Dataset entries:
## start
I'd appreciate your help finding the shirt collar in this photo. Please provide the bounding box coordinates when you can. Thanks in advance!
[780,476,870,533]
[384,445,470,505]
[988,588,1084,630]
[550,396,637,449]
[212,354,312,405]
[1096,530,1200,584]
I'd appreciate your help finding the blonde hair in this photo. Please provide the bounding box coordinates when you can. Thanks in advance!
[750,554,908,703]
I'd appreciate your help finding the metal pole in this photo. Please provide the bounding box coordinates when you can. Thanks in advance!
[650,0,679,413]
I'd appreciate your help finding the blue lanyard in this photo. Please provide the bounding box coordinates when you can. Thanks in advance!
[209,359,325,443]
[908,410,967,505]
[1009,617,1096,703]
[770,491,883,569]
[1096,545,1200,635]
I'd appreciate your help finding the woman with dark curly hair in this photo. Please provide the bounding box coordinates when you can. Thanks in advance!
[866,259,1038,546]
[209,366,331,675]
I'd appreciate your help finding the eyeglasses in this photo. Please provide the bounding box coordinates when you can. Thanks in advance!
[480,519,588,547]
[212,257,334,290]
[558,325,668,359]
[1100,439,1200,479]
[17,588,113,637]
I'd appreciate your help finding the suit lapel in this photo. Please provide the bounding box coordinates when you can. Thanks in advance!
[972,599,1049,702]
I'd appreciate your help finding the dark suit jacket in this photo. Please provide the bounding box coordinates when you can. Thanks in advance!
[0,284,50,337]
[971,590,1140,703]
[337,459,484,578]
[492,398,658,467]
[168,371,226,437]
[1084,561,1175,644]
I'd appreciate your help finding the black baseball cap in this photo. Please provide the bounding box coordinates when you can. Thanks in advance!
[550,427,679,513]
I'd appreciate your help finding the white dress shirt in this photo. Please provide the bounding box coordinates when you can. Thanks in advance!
## end
**Exercise instructions:** Extract each line of the records above and copy it word for word, with nothing altered.

**Solution to this problem:**
I'd appreciate your help finding the shirt collar in this photo. Please provide the bounding box coordinates when you can. Thanks in advance!
[780,476,870,533]
[384,445,470,505]
[988,588,1084,630]
[550,396,637,449]
[212,354,312,405]
[1096,530,1200,584]
I'd appreciate your help finding the blonde hair in this photo. Please provide the bounding box coordinates when you can. Thanks in advance!
[750,554,908,703]
I'd appreciate your help finding the metal pole in this photo. Please provide the bounding box coordinates when you can. Thanks in advance!
[650,0,679,413]
I'd appreciate your help finding the blue lanyard in this photo. Please provide the bounding box coordinates when you can. Thanks in advance!
[209,359,325,443]
[908,410,967,505]
[1009,617,1096,703]
[770,491,883,569]
[1096,545,1200,635]
I'd appreciate your help finding the woman with dark curly hair in this photo. Please provide the bounding box coordinates when you can. Thanks in advance!
[866,259,1038,546]
[209,366,331,675]
I'd appreciate your help finding the eyeglasses in this photo. Please provide the bounding box coordinates when you can. Thanks in advance!
[480,519,588,547]
[212,257,334,290]
[558,325,668,359]
[1100,439,1200,479]
[17,588,113,637]
I'd appreciate your help finding the suit lapel in this photo. Please provide the bounding box coordinates when you can. Thanks in advance!
[972,599,1049,702]
I'd appreciate your help finding the dark suit jacket in this photo. Please provide the bounding box coordinates when you can. Thanks in advance!
[0,284,50,337]
[971,590,1140,703]
[337,459,484,578]
[492,398,658,467]
[168,371,226,437]
[1084,561,1175,644]
I'd appreciate your help finding the black baseball cap in this photo. Please provide the bounding box coordinates when you can. Thanks in advance!
[550,427,679,513]
I'd appreciate your help finding the white dress shirt in this photo. Please provide the bounding box coordinates when you can. Thanks in advance!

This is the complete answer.